═════ Records provided ═════

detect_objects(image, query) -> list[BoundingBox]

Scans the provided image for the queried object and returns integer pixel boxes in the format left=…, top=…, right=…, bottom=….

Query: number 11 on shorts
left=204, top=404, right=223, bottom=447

═════
═════ Records provided ═════

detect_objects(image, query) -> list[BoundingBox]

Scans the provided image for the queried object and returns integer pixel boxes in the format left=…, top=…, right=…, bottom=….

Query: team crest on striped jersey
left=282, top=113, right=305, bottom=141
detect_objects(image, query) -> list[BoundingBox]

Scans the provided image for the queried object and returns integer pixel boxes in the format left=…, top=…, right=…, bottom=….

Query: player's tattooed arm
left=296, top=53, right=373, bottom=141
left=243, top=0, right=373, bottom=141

═════

> _What to work on_:
Pull out each line of the data above that contains the string "left", and copy those lines unchanged.

> _Solution to this exercise_:
Scans the provided image for the queried object and returns integer pixel boxes in the format left=…, top=…, right=…, bottom=….
left=204, top=404, right=223, bottom=447
Scans the provided image for the queried object and returns integer pixel boxes in the format left=…, top=…, right=…, bottom=….
left=282, top=113, right=305, bottom=141
Scans the provided image for the queried object and returns integer pixel boxes in the format left=…, top=…, right=…, bottom=….
left=296, top=53, right=373, bottom=141
left=243, top=0, right=373, bottom=141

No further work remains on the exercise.